### Work to complete
A - In the abstract on Medicare risk adjustment, who is listed as the discussant?
B - Reproduce everything in the abstract on Medicare risk adjustment from "Objective: To assess" down to "for these programs.".

### Extract provided
▬▬▬▬▬▬▬▬▬▬

Risk-adjustment in Medicare’s Value-Based Purchasing Programs: Implications for Providers with Clinically and Socially Vulnerable Dual-Eligible Patients

Tuesday, June 12, 2018: 4:10 PM
Starvine 1 - South Wing (Emory Conference Center Hotel)

Presenter: Eric Roberts

Co-Authors: Alan Zaslavsky; J. McWilliams

Discussant: Laura Keohane


Background: Medicare’s value-based purchasing programs, including the Merit-Based Payment System (MIPS) and Hospital Readmission Reduction Program (HRRP), aim to improve care quality and efficiency by holding physicians and hospitals financially accountable for their patients’ spending and outcomes of care. A concern in both programs is that providers serving higher-risk populations, particularly patients with dual Medicare and Medicaid eligibility, may be more likely to receive penalties because of variation in their patient mix, rather than only because of variation in quality.

Objective: To assess the adequacy of risk-adjustment in the MIPS and HRRP and to estimate expected changes in risk-adjusted performance after adjusting for clinical and social characteristics of patients not currently incorporated in CMS’ risk-adjustment algorithms for these programs.

▬▬▬▬▬▬▬▬▬▬

### Data extract
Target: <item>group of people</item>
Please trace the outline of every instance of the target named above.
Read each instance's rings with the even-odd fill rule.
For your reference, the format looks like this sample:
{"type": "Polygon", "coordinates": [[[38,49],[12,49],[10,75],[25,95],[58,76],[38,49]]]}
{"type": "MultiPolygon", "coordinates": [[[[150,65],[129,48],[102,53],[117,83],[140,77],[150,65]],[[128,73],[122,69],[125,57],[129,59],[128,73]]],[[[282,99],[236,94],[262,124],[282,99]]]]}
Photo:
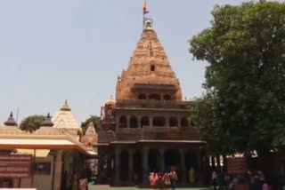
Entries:
{"type": "Polygon", "coordinates": [[[214,189],[234,190],[238,184],[248,184],[252,190],[270,190],[270,186],[265,180],[262,171],[257,170],[253,175],[248,171],[247,175],[228,176],[221,170],[213,170],[212,185],[214,189]]]}
{"type": "Polygon", "coordinates": [[[170,172],[151,172],[149,176],[152,189],[172,189],[175,190],[178,180],[175,170],[170,172]]]}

▬▬▬▬▬▬▬▬▬▬

### Responses for each task
A - Laura Keohane

B -
Objective: To assess the adequacy of risk-adjustment in the MIPS and HRRP and to estimate expected changes in risk-adjusted performance after adjusting for clinical and social characteristics of patients not currently incorporated in CMS’ risk-adjustment algorithms for these programs.